◆ Exercise instructions ◆
Using the entries below, quote exactly the span of lines that begins with the line containing "TARGET = seated firefighter" and ends with the final line.
□ □ □ □ □ □ □
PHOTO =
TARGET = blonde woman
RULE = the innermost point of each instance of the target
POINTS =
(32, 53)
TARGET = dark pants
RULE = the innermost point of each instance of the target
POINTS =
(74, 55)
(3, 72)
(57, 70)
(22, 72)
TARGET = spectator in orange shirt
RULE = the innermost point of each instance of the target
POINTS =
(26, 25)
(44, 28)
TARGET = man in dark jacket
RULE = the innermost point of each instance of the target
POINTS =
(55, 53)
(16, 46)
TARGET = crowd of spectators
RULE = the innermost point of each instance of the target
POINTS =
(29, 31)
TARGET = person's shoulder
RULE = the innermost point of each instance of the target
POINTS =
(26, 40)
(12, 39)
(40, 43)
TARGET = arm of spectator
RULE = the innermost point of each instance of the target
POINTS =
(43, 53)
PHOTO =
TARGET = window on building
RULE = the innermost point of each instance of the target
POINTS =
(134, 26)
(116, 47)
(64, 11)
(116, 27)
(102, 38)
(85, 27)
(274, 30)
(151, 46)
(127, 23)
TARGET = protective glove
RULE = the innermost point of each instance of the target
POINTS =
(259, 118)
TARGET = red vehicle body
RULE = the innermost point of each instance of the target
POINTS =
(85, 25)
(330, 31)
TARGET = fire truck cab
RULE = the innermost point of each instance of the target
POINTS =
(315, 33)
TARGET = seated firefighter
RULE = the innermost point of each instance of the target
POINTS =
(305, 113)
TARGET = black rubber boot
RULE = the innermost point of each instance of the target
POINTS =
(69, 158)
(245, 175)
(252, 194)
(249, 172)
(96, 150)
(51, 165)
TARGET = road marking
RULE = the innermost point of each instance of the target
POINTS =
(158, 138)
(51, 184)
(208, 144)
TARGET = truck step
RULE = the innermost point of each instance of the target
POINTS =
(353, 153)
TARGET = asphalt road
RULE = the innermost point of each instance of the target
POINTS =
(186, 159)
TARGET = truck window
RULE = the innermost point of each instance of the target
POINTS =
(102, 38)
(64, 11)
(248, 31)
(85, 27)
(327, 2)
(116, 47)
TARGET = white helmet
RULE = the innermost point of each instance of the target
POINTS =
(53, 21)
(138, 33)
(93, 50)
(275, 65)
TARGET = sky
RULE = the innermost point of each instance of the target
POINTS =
□ □ □ □ □ □ □
◆ Written response ◆
TARGET = seated firefighter
RULE = the innermost point of each instance of the target
POINTS =
(305, 113)
TARGET = black rubber boot
RULE = the innermost point of each instance of the target
POINTS =
(69, 158)
(245, 175)
(252, 194)
(249, 172)
(96, 150)
(51, 165)
TARGET = road marking
RULE = the innermost point of each instance of the target
POINTS =
(158, 138)
(51, 184)
(208, 144)
TARGET = truck step
RULE = the innermost point of each instance of the target
POINTS =
(353, 153)
TARGET = asphalt road
RULE = the innermost point of each instance of the target
POINTS =
(186, 159)
TARGET = truck window
RULE = the innermost point of each instance of the target
POINTS =
(102, 38)
(64, 11)
(248, 31)
(85, 27)
(327, 2)
(116, 47)
TARGET = white helmet
RULE = the innermost point of each instance of the target
POINTS =
(53, 21)
(138, 33)
(93, 50)
(275, 65)
TARGET = sky
RULE = the innermost point of each instance of the target
POINTS =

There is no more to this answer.